• Work order: Reproduce the following commentary on Federal Reserve reverse repo demand word for word, in full.

• Passage for review:
#####
Fed Reverse Repo Primed to Top Record Demand Level at Month-End
Comment of the Day

May 28 2021

Commentary by Eoin Treacy

Fed Reverse Repo Primed to Top Record Demand Level at Month-End

This note from Bloomberg may be of interest to subscribers. Here is a section: 

Volume at the Federal Reserve’s facility for overnight reverse repurchase agreements is poised to climb on the last trading day of the month, surpassing Thursday’s record, as global banks pull back on their balance sheet activity for regulatory purposes.

Wrightson ICAP said it’s likely demand for the Fed’s RRP moves above $500 billion level, but will be looking for some pullback in activity on June -- though any dip may be temporary

RRP usage surged to $485.3 billion Thursday, a record since the facility started in September 2013 and up from $450 billion in the prior session

The rate on overnight GC repo opened at -0.01%, according to Oxford Economics. Treasury bills out to September are yielding less than 1.5bp. On the unsecured side, three-month Libor dropped to a fresh record low of 0.13138% from 0.13463% in the previous session

The glut at the front-end has been spurred by the central bank’s ongoing asset-purchase program, commonly referred to as quantitative easing, as well the drawdown of the Treasury’s general account. The latter has been driven by the looming debt-ceiling reinstatement, which is due to take place at the end of July, and the flow of pandemic stimulus funds to taxpayers

Federal relief payments to state and local municipalities are also adding to the oversupply, and that’s being exacerbated as regulatory constraints encourage banks to turn away deposits, directing that cash into money-market funds

Eoin Treacy's view

There was a lot of concern at the prospect of banks turning away deposits and the impact that would have on money market funds a couple of months ago. Since then, the Fed has acted to support banking operations. Additional supports are now going to be required to ensure money market funds do not see negative yields. That may require stepping up asset purchases in an effort to mop up excess liquidity.
#####
• Listed records:
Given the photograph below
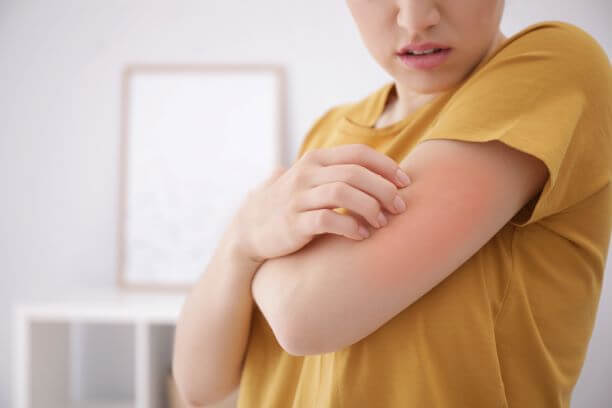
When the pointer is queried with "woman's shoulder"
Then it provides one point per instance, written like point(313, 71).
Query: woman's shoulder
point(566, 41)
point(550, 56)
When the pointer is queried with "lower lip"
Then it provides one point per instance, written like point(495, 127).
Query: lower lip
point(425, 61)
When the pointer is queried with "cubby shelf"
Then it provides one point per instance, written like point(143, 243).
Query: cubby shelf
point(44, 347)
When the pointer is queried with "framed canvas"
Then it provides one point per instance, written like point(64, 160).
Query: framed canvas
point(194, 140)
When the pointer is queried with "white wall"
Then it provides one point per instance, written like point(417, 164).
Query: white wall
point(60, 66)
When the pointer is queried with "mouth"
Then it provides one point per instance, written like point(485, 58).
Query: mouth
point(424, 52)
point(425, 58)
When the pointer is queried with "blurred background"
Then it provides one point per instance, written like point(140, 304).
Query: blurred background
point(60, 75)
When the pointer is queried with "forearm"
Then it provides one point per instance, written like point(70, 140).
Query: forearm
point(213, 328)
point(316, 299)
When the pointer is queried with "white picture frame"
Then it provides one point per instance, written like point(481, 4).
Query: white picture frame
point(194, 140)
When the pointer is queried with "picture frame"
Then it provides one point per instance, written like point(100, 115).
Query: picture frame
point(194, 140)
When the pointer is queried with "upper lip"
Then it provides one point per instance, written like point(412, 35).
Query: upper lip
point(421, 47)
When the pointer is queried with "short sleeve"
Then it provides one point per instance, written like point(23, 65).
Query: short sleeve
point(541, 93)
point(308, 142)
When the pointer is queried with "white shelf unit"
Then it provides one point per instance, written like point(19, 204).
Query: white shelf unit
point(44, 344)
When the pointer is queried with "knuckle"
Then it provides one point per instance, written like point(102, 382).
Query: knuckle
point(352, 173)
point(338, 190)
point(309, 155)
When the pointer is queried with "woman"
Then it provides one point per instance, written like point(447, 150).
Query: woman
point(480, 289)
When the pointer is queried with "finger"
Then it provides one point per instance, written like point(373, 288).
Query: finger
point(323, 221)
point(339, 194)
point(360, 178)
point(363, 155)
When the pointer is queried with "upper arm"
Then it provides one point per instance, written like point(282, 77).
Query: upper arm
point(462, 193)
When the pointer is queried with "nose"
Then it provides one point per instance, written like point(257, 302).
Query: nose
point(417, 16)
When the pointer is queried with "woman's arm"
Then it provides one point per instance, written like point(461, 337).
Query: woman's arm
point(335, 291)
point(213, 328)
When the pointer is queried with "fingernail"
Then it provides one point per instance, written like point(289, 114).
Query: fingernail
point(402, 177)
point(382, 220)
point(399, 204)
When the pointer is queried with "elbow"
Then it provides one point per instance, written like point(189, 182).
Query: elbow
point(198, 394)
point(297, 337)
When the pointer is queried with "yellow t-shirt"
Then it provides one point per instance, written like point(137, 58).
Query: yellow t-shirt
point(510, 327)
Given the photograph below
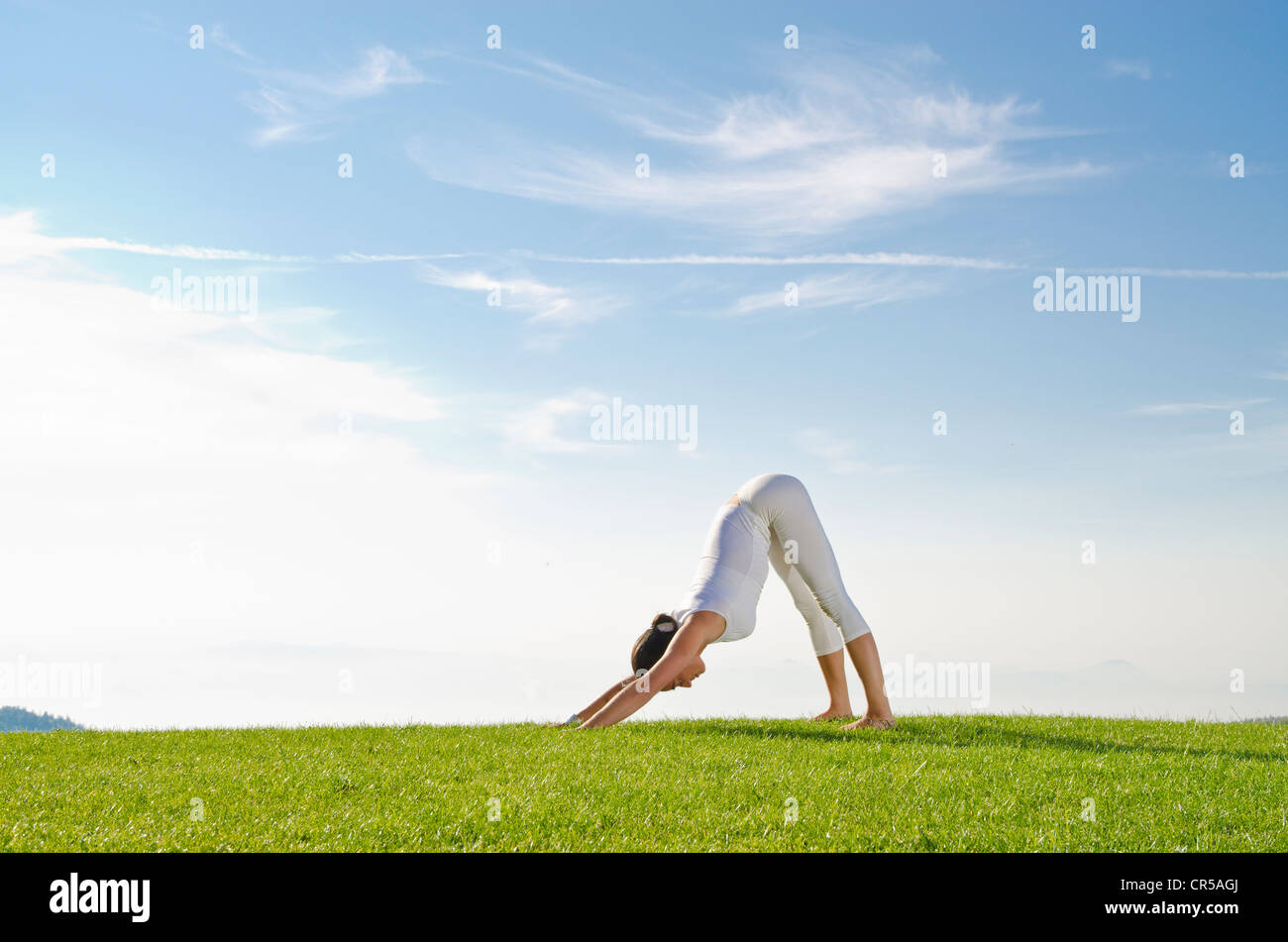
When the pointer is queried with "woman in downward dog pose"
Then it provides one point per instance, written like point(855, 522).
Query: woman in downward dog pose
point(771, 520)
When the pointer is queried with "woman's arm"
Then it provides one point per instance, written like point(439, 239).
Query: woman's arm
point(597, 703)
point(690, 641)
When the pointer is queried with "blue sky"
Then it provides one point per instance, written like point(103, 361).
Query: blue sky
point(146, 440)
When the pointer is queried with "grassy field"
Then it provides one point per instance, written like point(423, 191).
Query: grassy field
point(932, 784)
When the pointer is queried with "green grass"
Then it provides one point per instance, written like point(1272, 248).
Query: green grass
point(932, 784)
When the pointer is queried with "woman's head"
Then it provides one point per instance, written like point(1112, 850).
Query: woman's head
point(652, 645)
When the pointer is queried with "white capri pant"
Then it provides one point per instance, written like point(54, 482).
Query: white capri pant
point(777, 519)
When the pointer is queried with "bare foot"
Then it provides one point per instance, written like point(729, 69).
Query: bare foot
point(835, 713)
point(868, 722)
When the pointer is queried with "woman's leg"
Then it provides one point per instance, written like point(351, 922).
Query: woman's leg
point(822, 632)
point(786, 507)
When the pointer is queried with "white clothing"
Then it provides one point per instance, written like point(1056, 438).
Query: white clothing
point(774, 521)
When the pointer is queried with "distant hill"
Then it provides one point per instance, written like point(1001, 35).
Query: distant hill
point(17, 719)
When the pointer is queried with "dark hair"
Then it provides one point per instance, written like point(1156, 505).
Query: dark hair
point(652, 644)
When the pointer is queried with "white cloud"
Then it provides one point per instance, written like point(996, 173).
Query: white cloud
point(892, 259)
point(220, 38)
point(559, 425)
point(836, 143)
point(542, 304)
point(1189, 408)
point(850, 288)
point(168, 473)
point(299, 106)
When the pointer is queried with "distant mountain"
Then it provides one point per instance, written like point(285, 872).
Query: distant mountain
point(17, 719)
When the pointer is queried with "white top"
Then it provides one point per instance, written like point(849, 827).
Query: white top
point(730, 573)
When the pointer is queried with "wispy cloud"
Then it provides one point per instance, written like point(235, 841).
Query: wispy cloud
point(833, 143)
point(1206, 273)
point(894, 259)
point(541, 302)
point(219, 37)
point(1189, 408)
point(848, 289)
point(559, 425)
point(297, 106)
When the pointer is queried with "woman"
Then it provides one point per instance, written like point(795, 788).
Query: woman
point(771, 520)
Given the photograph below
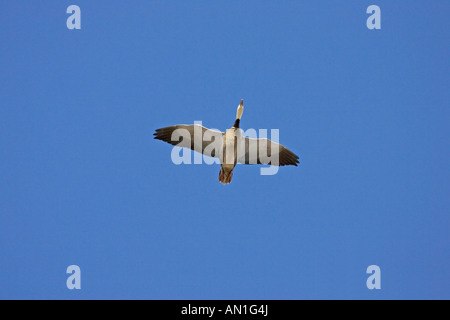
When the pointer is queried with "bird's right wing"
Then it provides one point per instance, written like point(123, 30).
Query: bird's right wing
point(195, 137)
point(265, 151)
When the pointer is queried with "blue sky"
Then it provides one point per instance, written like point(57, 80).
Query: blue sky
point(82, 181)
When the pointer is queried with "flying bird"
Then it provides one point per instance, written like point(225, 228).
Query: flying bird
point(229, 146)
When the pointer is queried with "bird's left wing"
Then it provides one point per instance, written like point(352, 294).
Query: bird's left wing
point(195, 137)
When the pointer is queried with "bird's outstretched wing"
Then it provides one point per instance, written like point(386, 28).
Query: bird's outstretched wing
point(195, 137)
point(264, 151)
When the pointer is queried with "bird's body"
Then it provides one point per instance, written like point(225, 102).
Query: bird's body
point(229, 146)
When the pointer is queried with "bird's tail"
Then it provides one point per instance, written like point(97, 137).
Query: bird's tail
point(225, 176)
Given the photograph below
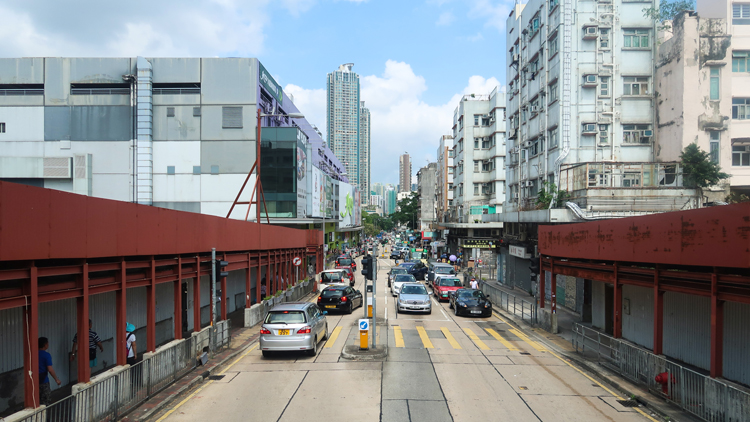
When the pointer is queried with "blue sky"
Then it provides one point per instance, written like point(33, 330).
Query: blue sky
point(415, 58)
#####
• Task response:
Fed Reverse Repo Primed to Top Record Demand Level at Month-End
Comment of the Day

May 28 2021

Commentary by Eoin Treacy

Fed Reverse Repo Primed to Top Record Demand Level at Month-End

This note from Bloomberg may be of interest to subscribers. Here is a section: 

Volume at the Federal Reserve’s facility for overnight reverse repurchase agreements is poised to climb on the last trading day of the month, surpassing Thursday’s record, as global banks pull back on their balance sheet activity for regulatory purposes.

Wrightson ICAP said it’s likely demand for the Fed’s RRP moves above $500 billion level, but will be looking for some pullback in activity on June -- though any dip may be temporary

RRP usage surged to $485.3 billion Thursday, a record since the facility started in September 2013 and up from $450 billion in the prior session

The rate on overnight GC repo opened at -0.01%, according to Oxford Economics. Treasury bills out to September are yielding less than 1.5bp. On the unsecured side, three-month Libor dropped to a fresh record low of 0.13138% from 0.13463% in the previous session

The glut at the front-end has been spurred by the central bank’s ongoing asset-purchase program, commonly referred to as quantitative easing, as well the drawdown of the Treasury’s general account. The latter has been driven by the looming debt-ceiling reinstatement, which is due to take place at the end of July, and the flow of pandemic stimulus funds to taxpayers

Federal relief payments to state and local municipalities are also adding to the oversupply, and that’s being exacerbated as regulatory constraints encourage banks to turn away deposits, directing that cash into money-market funds

Eoin Treacy's view

There was a lot of concern at the prospect of banks turning away deposits and the impact that would have on money market funds a couple of months ago. Since then, the Fed has acted to support banking operations. Additional supports are now going to be required to ensure money market funds do not see negative yields. That may require stepping up asset purchases in an effort to mop up excess liquidity.